DIRECTIONS:
Below are records; work out how many of their lines hold the string "before" and give that number alone.
==========
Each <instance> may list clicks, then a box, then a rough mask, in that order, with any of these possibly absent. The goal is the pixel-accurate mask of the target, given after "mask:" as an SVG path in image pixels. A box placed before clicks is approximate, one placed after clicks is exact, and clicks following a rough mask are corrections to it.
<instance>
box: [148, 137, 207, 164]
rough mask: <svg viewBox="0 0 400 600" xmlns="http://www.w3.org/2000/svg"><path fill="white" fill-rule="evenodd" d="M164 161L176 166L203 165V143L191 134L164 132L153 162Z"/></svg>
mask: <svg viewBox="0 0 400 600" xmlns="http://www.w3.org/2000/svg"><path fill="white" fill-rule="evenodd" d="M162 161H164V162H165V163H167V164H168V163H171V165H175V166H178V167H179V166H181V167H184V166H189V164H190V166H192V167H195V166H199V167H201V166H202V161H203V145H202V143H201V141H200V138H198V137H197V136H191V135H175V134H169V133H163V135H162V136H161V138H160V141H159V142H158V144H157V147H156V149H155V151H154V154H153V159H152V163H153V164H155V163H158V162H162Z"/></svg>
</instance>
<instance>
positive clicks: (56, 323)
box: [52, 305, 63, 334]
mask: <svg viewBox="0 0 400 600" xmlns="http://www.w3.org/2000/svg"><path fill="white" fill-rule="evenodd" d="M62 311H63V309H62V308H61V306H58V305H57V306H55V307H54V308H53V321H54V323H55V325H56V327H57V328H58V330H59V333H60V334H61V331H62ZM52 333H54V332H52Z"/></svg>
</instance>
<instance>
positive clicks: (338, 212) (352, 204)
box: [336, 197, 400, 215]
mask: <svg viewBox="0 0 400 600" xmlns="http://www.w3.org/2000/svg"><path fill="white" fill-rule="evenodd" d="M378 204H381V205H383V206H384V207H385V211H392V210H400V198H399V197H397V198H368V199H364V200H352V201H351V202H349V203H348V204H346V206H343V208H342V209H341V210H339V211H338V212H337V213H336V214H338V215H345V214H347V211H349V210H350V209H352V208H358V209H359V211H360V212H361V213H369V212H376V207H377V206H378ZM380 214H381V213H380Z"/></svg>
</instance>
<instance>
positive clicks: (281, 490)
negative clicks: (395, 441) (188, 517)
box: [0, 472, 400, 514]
==========
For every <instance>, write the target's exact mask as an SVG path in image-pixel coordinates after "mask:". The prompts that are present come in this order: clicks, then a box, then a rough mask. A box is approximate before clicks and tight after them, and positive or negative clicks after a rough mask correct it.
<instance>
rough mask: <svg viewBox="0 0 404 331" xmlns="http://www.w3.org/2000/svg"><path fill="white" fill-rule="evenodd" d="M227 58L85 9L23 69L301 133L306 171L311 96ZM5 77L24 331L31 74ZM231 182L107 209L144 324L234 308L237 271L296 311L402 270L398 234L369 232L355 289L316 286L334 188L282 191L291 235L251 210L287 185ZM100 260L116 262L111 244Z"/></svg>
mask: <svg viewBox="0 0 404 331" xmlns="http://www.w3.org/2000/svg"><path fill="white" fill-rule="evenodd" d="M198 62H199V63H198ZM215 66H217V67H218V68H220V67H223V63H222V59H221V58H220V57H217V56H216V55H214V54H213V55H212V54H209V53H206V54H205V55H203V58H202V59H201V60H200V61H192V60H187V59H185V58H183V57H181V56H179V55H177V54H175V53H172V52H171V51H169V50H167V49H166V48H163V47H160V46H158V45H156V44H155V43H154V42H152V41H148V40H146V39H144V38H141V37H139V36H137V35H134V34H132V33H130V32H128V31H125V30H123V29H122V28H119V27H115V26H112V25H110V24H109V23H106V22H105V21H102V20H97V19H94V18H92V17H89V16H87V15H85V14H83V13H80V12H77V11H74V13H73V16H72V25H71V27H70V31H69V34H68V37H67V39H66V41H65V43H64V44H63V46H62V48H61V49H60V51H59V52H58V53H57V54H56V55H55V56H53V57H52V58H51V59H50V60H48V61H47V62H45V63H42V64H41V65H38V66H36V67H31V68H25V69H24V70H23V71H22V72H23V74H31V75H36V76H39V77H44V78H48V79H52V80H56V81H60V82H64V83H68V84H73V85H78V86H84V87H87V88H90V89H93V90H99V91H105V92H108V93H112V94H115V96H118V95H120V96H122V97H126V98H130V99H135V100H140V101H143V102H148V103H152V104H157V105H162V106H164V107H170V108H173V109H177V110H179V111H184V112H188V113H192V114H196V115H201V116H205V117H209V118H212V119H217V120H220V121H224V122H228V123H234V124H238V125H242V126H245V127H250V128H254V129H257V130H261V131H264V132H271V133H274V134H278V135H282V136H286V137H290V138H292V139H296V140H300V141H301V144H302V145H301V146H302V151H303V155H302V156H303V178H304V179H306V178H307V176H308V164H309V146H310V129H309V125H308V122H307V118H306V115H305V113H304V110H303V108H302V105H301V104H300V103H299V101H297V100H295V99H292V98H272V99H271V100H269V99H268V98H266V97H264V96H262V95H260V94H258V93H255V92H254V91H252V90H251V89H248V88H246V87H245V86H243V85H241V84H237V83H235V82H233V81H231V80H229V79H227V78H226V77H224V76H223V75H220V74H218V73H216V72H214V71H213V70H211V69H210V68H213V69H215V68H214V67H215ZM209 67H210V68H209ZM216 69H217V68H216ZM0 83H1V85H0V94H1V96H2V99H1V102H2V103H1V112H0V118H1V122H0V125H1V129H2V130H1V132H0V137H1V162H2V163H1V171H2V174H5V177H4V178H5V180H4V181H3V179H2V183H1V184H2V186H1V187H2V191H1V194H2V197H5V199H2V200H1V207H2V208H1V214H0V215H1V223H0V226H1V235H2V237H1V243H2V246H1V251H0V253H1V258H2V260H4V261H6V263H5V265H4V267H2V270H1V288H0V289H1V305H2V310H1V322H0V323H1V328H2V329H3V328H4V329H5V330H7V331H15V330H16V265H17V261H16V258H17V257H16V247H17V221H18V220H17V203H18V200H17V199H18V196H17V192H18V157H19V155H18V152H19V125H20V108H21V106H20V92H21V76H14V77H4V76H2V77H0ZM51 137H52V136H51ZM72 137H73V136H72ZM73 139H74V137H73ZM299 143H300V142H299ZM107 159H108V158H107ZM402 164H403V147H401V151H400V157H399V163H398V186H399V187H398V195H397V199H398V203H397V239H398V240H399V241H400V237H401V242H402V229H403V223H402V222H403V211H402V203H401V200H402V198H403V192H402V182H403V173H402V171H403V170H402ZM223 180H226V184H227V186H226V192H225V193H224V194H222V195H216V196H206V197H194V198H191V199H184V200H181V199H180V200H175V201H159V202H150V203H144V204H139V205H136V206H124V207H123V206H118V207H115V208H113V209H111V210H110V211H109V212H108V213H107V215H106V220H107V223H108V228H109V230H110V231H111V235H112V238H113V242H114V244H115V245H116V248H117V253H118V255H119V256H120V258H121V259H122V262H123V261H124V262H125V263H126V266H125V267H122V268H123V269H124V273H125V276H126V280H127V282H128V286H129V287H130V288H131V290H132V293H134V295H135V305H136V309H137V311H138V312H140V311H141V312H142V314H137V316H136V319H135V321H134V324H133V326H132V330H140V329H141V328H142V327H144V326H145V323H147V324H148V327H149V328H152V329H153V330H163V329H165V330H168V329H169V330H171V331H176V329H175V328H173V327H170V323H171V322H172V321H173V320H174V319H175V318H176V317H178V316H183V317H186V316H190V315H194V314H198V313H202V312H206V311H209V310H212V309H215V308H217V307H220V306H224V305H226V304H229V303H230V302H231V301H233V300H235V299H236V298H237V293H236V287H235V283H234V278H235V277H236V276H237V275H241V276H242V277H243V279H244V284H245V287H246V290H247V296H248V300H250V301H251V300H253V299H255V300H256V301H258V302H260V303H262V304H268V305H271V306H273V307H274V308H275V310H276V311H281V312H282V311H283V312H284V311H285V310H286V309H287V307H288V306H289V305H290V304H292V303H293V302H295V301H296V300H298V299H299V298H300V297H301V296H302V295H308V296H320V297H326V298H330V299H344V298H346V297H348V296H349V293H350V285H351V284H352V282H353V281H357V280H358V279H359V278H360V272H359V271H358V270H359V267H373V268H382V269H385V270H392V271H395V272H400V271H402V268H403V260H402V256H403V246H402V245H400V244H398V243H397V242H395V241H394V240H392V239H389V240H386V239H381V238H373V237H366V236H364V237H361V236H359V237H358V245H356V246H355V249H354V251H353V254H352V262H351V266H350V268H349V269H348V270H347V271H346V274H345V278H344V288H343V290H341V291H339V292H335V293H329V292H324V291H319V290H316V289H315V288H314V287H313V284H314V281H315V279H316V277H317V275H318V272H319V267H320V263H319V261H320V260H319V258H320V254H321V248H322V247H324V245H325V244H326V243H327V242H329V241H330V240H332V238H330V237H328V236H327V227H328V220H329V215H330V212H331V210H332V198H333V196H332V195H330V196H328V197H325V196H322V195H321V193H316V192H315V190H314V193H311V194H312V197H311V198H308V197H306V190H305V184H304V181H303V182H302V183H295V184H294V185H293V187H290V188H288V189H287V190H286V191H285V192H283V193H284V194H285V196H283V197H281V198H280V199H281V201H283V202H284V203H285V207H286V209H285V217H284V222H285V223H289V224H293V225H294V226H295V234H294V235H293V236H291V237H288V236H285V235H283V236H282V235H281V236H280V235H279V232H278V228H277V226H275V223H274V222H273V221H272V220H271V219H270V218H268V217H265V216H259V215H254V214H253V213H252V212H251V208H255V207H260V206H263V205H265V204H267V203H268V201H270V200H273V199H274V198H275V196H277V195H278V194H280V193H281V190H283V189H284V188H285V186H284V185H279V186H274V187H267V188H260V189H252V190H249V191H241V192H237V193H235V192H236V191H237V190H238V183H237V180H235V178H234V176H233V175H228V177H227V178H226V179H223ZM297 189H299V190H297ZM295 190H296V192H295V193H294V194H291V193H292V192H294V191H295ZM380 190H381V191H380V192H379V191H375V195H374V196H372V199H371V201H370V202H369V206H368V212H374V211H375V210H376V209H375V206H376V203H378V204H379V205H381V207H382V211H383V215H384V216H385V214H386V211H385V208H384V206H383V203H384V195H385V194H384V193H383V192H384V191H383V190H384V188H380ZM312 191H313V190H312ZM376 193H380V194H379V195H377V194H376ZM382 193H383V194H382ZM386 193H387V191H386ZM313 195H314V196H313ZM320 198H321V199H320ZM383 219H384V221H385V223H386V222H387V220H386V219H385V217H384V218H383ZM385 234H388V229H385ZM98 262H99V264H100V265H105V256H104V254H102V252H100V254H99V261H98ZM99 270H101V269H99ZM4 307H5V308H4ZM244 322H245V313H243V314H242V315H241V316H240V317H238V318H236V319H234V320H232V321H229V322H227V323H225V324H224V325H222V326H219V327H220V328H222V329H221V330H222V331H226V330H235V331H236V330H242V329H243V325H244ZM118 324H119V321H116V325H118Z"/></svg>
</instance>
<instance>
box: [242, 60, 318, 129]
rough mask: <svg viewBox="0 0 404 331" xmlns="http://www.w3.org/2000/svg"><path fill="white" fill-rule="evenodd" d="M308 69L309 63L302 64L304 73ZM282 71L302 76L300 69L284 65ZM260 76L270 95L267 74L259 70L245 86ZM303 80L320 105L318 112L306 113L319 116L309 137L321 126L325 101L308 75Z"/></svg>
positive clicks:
==========
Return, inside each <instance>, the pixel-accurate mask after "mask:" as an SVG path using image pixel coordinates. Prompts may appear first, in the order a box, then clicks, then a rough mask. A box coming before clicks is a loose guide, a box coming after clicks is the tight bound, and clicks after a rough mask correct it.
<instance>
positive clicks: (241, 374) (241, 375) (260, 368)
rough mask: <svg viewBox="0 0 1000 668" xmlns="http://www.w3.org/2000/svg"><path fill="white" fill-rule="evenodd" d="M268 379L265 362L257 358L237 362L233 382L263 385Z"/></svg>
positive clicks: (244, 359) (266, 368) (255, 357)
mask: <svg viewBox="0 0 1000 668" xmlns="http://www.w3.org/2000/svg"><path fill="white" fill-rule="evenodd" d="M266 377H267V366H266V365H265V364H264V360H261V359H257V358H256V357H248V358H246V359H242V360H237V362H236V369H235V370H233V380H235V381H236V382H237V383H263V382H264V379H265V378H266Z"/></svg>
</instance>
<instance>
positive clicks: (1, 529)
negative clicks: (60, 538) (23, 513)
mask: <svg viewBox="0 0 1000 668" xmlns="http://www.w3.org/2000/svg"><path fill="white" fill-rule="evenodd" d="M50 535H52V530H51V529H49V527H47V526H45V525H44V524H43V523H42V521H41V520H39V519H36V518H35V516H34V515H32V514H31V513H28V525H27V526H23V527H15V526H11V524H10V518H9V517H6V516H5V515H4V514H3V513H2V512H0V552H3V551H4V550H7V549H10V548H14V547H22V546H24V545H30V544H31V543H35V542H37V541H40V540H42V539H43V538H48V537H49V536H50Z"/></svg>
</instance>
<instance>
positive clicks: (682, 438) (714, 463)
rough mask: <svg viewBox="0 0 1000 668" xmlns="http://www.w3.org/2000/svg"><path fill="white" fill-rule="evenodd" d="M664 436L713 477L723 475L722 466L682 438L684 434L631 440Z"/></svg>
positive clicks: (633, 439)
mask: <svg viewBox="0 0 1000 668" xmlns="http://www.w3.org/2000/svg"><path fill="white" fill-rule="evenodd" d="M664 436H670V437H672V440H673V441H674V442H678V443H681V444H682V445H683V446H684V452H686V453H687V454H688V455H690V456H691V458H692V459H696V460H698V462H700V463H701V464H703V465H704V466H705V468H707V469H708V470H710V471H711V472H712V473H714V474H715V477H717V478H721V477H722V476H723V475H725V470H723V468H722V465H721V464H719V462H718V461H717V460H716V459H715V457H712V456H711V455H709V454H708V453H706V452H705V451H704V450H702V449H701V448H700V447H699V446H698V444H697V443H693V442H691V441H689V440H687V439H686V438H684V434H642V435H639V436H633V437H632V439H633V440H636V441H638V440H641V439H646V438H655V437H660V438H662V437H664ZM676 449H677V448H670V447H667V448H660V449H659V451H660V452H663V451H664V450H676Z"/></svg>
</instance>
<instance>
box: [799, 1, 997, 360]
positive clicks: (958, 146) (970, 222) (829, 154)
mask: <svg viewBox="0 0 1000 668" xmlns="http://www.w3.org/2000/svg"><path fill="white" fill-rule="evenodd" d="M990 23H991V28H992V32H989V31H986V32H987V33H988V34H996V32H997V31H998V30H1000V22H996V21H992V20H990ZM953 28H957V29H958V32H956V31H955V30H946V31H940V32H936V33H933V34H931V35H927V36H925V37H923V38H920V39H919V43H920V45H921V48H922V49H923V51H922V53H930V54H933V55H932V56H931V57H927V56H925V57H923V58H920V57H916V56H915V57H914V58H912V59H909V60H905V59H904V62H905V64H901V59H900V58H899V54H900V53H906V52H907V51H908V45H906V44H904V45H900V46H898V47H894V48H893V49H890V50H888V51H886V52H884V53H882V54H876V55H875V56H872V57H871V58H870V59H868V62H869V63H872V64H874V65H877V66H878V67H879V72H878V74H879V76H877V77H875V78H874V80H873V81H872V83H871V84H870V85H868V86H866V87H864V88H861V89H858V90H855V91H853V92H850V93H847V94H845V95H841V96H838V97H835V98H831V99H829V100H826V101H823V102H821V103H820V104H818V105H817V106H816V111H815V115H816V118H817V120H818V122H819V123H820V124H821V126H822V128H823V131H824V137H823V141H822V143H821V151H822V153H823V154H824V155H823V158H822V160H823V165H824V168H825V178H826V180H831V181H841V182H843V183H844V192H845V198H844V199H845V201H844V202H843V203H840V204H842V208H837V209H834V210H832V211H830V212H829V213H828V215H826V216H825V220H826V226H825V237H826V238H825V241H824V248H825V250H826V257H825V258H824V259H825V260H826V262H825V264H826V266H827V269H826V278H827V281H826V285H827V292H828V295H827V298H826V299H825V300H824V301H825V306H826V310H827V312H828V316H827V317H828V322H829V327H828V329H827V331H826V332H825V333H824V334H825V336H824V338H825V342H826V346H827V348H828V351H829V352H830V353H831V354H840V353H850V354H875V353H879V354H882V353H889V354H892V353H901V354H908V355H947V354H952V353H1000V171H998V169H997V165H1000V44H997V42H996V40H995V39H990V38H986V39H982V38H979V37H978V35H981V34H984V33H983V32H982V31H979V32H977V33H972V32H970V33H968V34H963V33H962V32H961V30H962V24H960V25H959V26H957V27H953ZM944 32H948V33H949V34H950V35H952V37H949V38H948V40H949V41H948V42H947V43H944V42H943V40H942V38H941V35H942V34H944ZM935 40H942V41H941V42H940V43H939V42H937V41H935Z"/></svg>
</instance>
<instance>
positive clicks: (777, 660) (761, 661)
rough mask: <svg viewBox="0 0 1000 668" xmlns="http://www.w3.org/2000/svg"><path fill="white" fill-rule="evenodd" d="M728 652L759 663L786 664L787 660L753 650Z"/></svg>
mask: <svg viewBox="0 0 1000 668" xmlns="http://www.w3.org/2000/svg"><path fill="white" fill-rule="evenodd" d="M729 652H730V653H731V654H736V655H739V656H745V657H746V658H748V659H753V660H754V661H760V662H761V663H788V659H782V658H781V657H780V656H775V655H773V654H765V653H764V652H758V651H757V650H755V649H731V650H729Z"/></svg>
==========
ANSWER FOR THE TASK:
3